### The records
========================================================================

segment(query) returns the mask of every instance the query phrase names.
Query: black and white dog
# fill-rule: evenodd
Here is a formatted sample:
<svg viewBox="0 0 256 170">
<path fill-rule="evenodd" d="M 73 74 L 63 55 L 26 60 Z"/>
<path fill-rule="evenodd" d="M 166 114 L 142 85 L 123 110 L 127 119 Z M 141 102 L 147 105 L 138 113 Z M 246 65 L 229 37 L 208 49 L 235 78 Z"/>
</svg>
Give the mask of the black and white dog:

========================================================================

### What this task involves
Rewrite all of the entries above, replacing each "black and white dog" with "spotted dog" and leaving everything else unchanged.

### The reply
segment(query) returns the mask of every instance the query phrase names.
Query: spotted dog
# fill-rule: evenodd
Here is a formatted sample:
<svg viewBox="0 0 256 170">
<path fill-rule="evenodd" d="M 73 74 L 63 55 L 26 60 Z"/>
<path fill-rule="evenodd" d="M 166 114 L 142 85 L 123 110 L 127 119 Z M 141 102 L 147 105 L 138 113 Z M 246 65 L 229 37 L 208 49 L 235 78 Z"/>
</svg>
Give the mask of the spotted dog:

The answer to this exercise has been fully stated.